These programs utilized game tree searches and were foundational in advancing
AI gaming strategies.
- ·
AlphaGo's Evolution:
AlphaGo, developed by DeepMind, marked a significant milestone by beating Lee
Sedol in Go using deep Q-learning and Monte Carlo tree search. AlphaGo Zero, an
advanced version, started with no prior Go knowledge and learned through
self-play, demonstrating superior performance.
- ·
Monte Carlo Tree Search:
A critical component of AlphaGo, this algorithm uses randomness to solve
complex problems, simulating numerous game scenarios to statistically determine
the best moves.
- ·
Significance:
The progression from traditional game-playing AI to systems like AlphaGo
reflects significant advancements in reinforcement learning, showcasing AI's
growing capability to tackle problems with emergent complexity and strategic
depth.
Chapter 10: Beyond Games
- ·
Reinforcement Learning's Rise:
Reinforcement learning (RL) has evolved from an obscure branch to a central,
exciting approach in AI, particularly notable for its achievements in gaming
domains.
- ·
Generality and Transfer Learning:
Current AI systems, including those excelling in games through deep Q-learning,
lack the ability to transfer knowledge from one task to another, a capability
inherent to human learning. This limitation highlights a significant gap
between AI and human intelligence in terms of abstraction, domain
generalization, and the flexible application of learned knowledge.
- ·
The Promise of Autonomous Learning:
While RL suggests a pathway toward systems that can learn independently by
interacting with their environments, these achievements are confined to
specific tasks. The systems do not demonstrate humanlike understanding or the
ability to generalize across domains.
- ·
Vulnerability to Adversarial Examples:
Like supervised learning systems, RL-based systems are susceptible to
adversarial attacks, suggesting a fundamental difference in how these AI
systems and humans conceptualize and understand their environments.
- ·
Limitations in Applying Game Learning
to Real World: The success of methods used in AlphaGo
and other game-playing AI does not readily translate to broader, real-world
applications due to the lack of transfer learning. Each new task requires the
system to start learning from scratch, contrasting with human intelligence's
flexible and generalizable nature.
• • •
Task to carry out ->
Please answer these questions using the passage on game-playing AI:
(a) Whom did AlphaGo beat in Go?
(b) How did AlphaGo Zero learn, given that it started with no prior Go knowledge?
(c) What does each new task require the system to do, according to the final section?
The listing after the passage on game-playing AI comes from a separate source.

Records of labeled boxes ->
• • •
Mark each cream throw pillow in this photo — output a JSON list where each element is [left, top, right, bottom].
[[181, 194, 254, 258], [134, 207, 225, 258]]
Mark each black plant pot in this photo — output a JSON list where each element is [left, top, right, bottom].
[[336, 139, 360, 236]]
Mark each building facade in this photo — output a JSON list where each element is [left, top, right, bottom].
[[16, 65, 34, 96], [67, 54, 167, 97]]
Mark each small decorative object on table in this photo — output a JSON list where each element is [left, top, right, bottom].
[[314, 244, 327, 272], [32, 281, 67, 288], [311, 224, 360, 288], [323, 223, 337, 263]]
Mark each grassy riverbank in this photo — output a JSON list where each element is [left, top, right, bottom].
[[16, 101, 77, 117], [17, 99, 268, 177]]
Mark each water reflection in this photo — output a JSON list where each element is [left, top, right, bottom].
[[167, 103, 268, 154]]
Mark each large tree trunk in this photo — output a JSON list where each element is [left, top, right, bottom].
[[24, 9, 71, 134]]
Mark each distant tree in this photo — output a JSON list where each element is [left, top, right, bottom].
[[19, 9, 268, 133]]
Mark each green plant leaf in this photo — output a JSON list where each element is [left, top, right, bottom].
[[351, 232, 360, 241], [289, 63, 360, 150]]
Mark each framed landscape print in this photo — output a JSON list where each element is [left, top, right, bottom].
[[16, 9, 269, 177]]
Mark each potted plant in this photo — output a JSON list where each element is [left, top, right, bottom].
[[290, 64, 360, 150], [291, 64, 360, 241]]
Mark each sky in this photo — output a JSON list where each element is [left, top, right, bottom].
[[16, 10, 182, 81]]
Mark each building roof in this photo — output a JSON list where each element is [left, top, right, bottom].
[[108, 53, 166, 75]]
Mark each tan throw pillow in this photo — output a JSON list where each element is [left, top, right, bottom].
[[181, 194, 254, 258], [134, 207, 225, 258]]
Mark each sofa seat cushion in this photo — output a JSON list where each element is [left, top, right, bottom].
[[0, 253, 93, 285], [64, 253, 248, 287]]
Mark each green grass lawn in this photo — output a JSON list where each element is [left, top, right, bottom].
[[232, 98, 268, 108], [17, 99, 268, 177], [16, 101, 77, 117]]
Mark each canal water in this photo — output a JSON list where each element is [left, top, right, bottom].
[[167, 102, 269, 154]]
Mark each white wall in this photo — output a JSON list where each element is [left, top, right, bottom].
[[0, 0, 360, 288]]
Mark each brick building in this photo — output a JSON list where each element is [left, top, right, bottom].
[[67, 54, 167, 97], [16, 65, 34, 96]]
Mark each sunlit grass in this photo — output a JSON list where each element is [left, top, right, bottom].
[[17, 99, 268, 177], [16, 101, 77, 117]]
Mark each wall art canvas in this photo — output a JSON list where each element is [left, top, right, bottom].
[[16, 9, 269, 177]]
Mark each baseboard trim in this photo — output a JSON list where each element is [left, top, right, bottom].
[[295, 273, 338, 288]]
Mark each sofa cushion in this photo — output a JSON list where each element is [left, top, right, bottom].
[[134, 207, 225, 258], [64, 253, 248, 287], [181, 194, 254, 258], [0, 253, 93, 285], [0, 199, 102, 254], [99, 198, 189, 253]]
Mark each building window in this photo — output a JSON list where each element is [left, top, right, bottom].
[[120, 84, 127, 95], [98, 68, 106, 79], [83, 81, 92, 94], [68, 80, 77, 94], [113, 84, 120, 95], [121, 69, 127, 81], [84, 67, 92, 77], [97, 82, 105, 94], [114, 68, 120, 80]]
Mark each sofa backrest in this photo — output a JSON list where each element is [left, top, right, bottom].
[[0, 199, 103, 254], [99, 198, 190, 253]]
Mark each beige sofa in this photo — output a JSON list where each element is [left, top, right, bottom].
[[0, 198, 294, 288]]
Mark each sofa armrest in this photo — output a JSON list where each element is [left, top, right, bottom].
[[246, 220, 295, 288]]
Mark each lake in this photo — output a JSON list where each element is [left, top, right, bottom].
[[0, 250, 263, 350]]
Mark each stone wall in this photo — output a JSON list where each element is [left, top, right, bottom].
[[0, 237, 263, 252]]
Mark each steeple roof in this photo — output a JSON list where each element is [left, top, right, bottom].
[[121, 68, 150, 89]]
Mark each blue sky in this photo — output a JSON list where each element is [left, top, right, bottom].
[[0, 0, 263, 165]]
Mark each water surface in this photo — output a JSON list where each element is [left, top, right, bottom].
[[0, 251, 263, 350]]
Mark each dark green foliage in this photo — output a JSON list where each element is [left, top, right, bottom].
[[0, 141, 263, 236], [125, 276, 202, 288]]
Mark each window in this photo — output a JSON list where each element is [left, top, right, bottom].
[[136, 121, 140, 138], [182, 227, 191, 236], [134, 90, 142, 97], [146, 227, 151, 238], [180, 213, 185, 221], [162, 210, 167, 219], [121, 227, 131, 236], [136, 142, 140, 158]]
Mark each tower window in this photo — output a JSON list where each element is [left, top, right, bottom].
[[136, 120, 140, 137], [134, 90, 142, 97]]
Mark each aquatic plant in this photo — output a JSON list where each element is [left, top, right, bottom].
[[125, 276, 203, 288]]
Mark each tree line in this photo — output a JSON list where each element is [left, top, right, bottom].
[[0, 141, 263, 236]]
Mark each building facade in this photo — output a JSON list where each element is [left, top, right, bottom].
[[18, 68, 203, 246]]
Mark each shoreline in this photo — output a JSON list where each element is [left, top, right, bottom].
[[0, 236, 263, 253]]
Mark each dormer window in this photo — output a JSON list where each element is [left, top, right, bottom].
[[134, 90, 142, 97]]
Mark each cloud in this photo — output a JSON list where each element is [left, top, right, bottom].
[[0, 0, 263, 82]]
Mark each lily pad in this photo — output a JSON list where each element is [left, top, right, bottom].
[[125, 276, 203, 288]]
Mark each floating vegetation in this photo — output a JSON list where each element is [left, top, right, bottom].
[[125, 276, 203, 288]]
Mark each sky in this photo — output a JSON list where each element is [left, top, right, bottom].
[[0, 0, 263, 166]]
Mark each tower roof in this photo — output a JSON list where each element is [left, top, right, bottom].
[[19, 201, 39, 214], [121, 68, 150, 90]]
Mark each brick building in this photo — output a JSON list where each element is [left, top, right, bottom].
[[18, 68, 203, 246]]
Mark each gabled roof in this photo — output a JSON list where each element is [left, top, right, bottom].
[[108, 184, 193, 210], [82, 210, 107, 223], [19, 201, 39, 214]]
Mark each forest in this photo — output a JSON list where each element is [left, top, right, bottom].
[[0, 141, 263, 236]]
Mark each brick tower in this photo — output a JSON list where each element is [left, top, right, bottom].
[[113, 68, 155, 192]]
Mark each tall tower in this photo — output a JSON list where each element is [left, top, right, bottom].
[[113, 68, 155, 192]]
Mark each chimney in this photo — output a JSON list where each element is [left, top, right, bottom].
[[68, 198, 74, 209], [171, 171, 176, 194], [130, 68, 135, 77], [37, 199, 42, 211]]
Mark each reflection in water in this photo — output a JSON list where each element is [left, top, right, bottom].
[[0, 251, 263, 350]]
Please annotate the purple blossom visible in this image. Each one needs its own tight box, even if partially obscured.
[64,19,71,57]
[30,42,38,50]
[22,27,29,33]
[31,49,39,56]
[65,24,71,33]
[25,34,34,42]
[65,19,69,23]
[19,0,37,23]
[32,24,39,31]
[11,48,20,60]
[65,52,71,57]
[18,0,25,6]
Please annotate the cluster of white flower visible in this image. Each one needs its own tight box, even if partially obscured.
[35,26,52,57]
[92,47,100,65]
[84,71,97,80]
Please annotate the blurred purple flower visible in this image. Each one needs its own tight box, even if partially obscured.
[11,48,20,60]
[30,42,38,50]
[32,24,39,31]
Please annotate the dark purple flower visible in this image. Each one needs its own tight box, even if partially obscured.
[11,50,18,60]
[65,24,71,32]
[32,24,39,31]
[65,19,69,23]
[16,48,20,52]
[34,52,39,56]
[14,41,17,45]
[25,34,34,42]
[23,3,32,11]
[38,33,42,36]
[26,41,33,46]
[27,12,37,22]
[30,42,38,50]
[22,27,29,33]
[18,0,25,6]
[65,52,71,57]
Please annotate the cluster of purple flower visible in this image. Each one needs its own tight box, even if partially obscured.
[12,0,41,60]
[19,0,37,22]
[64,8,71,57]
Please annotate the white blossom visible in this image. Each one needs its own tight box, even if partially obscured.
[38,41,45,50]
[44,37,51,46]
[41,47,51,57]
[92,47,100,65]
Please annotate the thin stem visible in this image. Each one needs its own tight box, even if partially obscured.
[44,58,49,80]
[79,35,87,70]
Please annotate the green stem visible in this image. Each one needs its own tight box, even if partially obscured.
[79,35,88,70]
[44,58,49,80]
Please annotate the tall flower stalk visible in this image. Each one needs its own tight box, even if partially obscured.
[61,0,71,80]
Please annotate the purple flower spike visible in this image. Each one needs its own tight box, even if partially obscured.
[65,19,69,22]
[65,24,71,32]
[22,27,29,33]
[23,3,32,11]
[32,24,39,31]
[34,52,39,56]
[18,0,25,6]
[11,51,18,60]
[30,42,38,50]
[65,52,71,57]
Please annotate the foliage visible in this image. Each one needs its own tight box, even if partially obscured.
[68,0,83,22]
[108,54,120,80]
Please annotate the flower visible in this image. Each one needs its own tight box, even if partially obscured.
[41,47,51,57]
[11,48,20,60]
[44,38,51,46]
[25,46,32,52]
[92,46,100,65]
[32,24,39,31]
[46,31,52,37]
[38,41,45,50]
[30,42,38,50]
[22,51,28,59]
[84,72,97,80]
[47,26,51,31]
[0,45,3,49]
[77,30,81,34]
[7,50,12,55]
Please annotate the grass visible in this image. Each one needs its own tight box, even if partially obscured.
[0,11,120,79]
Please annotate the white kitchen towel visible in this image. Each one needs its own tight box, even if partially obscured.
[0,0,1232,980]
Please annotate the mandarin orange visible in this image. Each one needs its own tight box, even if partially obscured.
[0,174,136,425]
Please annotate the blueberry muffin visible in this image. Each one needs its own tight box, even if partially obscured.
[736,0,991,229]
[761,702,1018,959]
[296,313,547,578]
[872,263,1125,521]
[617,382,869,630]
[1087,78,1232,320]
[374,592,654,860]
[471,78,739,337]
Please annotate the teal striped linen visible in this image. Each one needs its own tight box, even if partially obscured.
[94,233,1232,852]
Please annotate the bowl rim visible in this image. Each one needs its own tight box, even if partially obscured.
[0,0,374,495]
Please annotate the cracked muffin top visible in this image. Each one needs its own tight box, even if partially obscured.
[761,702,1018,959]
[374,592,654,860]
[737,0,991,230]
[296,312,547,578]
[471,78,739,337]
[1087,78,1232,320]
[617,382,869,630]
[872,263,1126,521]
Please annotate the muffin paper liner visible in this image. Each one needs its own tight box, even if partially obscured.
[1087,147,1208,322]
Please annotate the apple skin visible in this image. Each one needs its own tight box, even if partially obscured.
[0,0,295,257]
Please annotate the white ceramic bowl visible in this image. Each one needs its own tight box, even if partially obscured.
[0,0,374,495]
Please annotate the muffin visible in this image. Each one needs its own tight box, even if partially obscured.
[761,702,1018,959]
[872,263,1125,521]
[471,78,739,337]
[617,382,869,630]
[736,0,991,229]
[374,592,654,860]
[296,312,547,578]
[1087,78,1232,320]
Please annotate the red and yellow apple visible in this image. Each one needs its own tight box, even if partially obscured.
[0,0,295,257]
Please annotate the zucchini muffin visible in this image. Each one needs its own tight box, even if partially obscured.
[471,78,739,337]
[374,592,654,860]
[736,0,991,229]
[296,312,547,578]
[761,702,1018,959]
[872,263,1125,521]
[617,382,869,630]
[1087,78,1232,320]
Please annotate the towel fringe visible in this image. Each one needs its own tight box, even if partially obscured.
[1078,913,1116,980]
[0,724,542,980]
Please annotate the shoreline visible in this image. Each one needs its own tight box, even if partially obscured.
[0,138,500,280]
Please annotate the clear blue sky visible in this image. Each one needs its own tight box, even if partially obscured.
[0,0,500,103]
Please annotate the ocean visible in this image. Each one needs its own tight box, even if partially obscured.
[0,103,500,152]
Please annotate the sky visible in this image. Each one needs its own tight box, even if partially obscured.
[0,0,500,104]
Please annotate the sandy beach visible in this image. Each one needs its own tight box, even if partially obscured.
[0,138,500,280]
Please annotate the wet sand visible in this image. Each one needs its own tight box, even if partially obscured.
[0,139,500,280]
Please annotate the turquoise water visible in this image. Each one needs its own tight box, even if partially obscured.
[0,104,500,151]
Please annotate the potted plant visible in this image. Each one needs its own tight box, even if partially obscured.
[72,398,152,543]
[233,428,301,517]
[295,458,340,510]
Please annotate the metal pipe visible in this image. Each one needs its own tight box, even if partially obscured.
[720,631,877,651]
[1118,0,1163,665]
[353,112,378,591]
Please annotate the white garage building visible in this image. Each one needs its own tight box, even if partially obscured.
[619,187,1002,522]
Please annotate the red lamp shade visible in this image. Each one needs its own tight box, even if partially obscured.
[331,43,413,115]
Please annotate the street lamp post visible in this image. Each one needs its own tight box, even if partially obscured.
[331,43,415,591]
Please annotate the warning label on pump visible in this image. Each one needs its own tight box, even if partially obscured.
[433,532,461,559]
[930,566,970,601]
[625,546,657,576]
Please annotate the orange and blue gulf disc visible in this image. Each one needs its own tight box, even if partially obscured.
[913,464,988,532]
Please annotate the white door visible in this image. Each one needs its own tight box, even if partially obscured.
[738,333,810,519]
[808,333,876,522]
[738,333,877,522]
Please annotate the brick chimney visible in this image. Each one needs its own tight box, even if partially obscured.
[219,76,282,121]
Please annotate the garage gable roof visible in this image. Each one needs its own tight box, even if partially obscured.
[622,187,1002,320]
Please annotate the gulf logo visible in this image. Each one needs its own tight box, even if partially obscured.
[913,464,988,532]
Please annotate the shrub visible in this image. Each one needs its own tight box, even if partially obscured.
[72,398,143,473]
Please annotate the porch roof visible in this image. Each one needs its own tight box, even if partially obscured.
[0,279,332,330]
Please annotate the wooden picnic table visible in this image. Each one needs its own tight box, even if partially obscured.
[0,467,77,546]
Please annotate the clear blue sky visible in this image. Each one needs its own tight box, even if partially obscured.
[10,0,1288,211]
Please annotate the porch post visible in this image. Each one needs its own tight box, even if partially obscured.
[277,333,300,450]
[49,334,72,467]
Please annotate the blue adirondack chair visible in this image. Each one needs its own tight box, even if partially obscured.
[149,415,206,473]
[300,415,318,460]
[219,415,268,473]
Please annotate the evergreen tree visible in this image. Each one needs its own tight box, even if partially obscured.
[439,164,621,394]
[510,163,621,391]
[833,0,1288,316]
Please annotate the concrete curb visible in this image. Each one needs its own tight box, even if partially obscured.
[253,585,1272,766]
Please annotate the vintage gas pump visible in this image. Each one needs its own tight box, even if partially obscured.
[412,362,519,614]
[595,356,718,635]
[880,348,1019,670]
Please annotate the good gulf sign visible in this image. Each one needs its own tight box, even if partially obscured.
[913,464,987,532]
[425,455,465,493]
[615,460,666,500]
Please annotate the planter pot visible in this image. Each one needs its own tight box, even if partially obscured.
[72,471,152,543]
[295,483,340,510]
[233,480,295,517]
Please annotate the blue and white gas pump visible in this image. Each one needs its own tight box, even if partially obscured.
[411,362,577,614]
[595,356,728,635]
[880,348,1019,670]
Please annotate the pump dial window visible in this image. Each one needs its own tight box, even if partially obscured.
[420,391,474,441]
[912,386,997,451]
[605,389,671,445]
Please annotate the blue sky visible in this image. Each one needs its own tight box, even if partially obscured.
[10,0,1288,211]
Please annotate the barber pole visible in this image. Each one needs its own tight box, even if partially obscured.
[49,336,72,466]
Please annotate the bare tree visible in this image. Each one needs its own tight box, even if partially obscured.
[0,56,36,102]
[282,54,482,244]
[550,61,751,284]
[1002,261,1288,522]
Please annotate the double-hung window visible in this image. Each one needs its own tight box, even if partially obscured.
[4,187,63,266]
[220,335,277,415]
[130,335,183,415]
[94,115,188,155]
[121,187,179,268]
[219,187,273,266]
• • •
Result of the task ->
(a) Lee Sedol.
(b) Through self-play.
(c) Start learning from scratch.